PROBLEM:
With pictures removed, output every record below exactly as written.
Segment Start: RAW DATA
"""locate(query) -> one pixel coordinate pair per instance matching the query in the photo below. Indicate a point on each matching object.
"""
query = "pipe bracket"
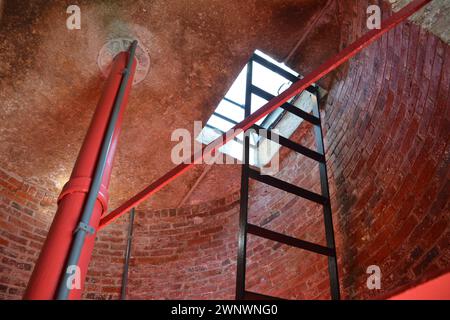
(85, 227)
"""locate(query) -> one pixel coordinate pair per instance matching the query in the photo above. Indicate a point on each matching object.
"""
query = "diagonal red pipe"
(270, 106)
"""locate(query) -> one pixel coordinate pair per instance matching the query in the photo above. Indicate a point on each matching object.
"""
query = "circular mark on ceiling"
(113, 47)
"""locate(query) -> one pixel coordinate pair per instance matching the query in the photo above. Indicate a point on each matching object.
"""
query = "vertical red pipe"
(49, 267)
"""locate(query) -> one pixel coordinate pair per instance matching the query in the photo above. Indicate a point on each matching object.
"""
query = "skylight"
(271, 77)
Segment End: RAW DATA
OUTPUT OF THE EXERCISE:
"""locate(query) -> one pixel coordinate pair per instance matching the query in the photo below. Indicate a point on each matching object.
"""
query = "pipe bracket"
(85, 227)
"""locate(query) -> one pixel coordinate pair per instance matching the query in the photo above. Indicate a point on each matching object.
"""
query = "diagonal red pipe"
(270, 106)
"""locate(query) -> one pixel coordinate pair per instance matching the query in the photo above. Indicate a point on each matching object.
"""
query = "circular mark on ceiling"
(113, 47)
"""locate(query) -> one pixel coordinate pair per instance matching the query in the photo above. Indicate a point on each matching object.
"""
query = "vertical red pipe"
(49, 267)
"""locate(query) -> one pixel coordinate pair per instance matching the query in the photo above. Indicate a point on each matching object.
"""
query = "skylight"
(271, 77)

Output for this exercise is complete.